Reflection Questions
- Jesus says his sheep know his voice and follow him. In practical terms, how do you learn to recognize the voice of Christ amid the competing voices of culture, anxiety, and self-interest? What practices help you tune your ear to the Shepherd’s call?
- The good shepherd lays down his life voluntarily – “No one takes it from me.” How does the voluntary nature of Jesus’ sacrifice change the way you understand the cross? What difference does it make that he chose this rather than having it forced upon him?
- Jesus promises that no one can snatch his sheep from his hand or the Father’s hand. How does this promise speak to your deepest fears about your faith, your future, or your relationship with God? Where do you need to rest in this security today?
Prayer
Good Shepherd, you know us by name. You laid down your life not because it was taken from you but because you chose to give it. We are the sheep of your pasture, held in your hand and in the Father’s hand, and nothing in all creation can tear us away. Forgive us for listening to the voices of strangers – the voices of fear, self-reliance, and despair. Tune our ears to your voice alone. Lead us to green pastures and still waters, and when the wolf comes, remind us that you have already defeated him. We rest in your grip, not in our own. Through you, the Shepherd who became the Lamb. Amen.

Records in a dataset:
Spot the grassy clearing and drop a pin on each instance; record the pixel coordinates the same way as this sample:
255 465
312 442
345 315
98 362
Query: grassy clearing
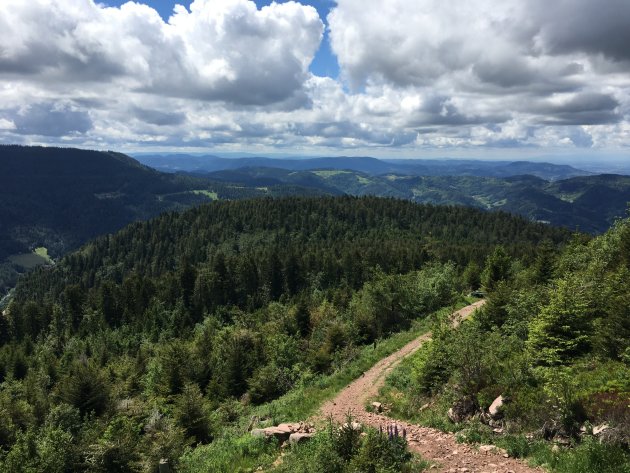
589 456
236 451
210 194
31 260
303 401
329 173
43 252
230 454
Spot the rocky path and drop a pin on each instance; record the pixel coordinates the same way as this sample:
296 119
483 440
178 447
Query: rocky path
433 445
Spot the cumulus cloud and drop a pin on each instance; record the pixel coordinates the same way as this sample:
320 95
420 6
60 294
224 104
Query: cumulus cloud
415 75
221 50
51 120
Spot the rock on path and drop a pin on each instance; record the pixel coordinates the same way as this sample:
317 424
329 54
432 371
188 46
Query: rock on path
432 444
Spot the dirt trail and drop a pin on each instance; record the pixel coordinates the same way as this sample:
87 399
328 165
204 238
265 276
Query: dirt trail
432 444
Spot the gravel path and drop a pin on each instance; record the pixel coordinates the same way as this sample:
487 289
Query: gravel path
432 444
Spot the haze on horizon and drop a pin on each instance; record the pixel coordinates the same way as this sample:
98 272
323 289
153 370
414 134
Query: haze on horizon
412 78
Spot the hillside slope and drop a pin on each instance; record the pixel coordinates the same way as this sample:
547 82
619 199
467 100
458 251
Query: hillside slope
588 203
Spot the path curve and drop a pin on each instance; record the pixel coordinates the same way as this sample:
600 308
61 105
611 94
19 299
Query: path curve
432 444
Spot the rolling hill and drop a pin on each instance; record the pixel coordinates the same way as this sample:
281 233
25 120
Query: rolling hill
587 203
58 198
372 166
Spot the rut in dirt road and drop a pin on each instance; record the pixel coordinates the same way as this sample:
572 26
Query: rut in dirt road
433 445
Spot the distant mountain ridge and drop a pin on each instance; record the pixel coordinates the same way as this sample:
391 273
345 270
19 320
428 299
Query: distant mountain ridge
587 203
59 198
372 166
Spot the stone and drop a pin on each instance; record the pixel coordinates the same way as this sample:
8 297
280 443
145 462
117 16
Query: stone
486 449
280 433
495 408
462 409
163 466
289 427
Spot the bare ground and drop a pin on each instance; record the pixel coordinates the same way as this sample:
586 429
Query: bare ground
438 447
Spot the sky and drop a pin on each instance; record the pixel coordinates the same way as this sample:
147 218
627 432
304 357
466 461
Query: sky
398 78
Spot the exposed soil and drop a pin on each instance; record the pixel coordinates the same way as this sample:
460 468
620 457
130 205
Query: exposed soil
434 445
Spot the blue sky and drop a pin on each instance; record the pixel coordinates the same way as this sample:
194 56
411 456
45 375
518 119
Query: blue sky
399 78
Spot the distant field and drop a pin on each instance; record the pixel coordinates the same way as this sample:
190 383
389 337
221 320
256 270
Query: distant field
329 173
211 194
31 260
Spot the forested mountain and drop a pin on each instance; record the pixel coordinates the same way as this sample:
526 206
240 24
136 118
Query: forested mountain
59 198
589 203
372 166
553 341
162 336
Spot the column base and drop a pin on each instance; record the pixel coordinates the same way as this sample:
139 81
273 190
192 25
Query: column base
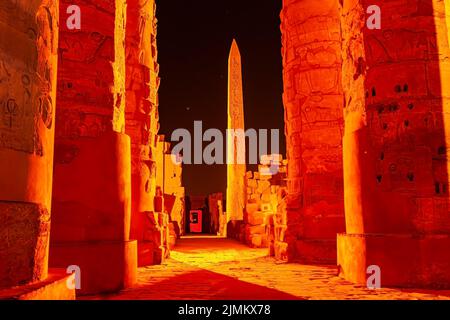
53 288
405 261
315 251
149 254
105 266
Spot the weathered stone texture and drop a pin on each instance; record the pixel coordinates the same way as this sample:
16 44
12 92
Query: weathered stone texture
265 214
92 173
235 143
28 67
142 83
314 123
395 143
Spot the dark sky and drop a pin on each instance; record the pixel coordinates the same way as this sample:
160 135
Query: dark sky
194 39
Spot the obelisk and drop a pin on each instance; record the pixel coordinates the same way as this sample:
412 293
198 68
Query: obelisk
236 168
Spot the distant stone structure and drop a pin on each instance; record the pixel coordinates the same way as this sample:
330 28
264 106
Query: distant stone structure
235 143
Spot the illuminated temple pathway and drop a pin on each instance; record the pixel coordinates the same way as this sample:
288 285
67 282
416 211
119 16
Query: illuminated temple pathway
213 268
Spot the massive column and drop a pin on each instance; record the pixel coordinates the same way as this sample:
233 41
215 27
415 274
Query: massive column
236 168
142 83
396 164
28 67
92 176
314 123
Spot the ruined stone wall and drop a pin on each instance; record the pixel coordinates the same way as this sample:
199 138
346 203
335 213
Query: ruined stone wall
314 124
265 215
28 68
217 215
174 190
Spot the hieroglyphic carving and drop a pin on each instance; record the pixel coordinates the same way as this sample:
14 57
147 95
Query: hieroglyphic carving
235 169
27 77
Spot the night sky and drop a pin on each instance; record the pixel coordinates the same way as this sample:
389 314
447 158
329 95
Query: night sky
194 39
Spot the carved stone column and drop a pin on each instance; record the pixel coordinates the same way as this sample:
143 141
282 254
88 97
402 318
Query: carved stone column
92 185
28 67
396 90
142 83
314 123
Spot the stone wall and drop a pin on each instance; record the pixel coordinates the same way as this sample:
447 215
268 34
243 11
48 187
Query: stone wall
265 210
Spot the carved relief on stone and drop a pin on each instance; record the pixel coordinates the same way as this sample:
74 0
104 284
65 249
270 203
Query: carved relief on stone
27 79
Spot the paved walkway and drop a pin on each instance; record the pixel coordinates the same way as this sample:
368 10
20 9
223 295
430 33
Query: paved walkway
206 268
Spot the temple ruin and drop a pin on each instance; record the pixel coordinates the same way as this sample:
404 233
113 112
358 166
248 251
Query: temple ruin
87 180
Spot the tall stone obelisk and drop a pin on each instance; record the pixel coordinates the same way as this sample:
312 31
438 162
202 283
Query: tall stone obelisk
236 168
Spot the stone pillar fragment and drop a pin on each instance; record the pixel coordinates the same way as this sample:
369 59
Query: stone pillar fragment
314 123
236 156
28 68
142 124
92 176
395 83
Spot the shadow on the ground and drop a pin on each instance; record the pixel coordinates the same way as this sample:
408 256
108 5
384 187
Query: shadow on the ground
201 285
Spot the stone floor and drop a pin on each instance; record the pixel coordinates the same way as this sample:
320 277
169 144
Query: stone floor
207 267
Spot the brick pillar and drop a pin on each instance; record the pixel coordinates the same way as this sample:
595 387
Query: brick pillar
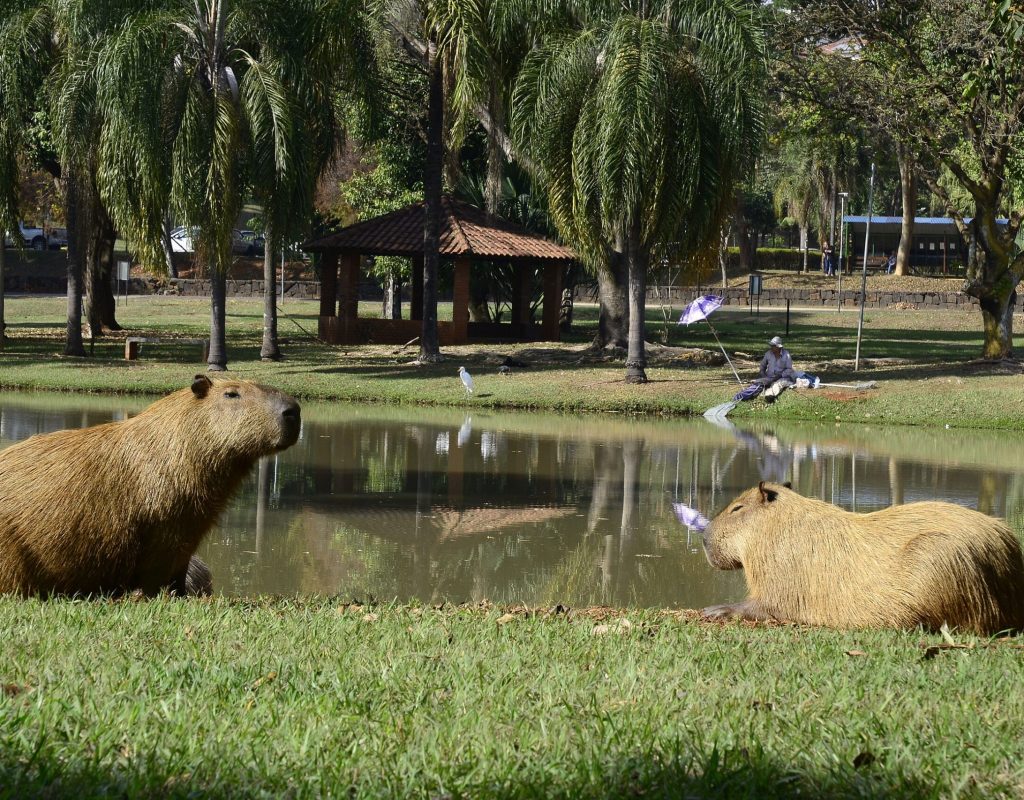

Request:
Answer these questions about the Good Shepherd reflection.
1. In the first reflection question, which voices compete with the voice of Christ?
2. What words does the second reflection question quote about the good shepherd's life?
3. Which voices of strangers does the prayer name?

Complete response:
1. The voices of culture, anxiety, and self-interest.
2. "No one takes it from me."
3. The voices of fear, self-reliance, and despair.